From the entries below, pull out every line that contains the string "part". The match is case-sensitive.

[The input]
--- --- ---

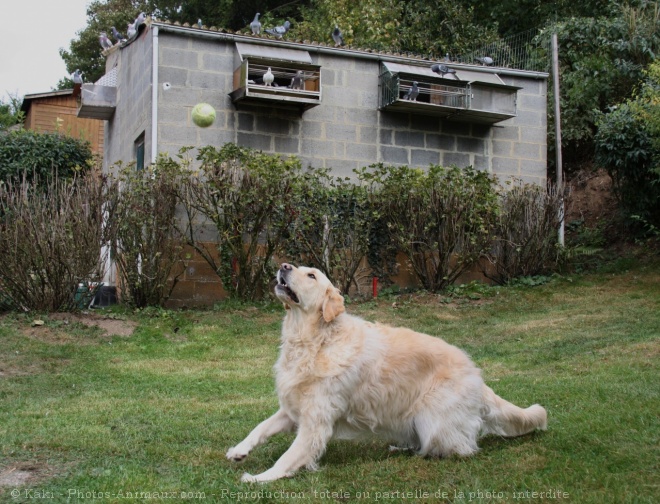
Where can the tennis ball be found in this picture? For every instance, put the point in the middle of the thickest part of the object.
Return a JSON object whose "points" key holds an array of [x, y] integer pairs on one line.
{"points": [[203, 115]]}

--- --- ---

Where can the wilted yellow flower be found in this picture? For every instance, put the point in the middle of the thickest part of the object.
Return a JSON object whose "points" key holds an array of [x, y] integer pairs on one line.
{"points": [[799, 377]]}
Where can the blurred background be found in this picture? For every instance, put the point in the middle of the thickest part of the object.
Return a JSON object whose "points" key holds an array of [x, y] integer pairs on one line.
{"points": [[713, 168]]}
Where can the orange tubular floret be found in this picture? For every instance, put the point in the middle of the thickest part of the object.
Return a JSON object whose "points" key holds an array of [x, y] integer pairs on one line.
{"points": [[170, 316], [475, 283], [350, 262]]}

--- --- ---

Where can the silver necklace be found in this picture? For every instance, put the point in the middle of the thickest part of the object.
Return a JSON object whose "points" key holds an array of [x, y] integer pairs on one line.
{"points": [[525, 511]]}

--- --- ---

[Output of the exercise]
Where can the tennis ball be found in this picture? For every instance, put the point in the middle of the thickest part of the object.
Where can the wilted yellow flower be found in this picture? For every instance, put the point in the middle of the thickest part of the object.
Where can the blurred background be found in this picture? For every instance, put the point in the middle of the thickest part of the object.
Where can the orange tubular floret be found in this picture? For every instance, put the point in the middle of the thickest part of the object.
Where can the silver necklace be found in this picture? For every instance, put the point in the middle of the thickest part of the object.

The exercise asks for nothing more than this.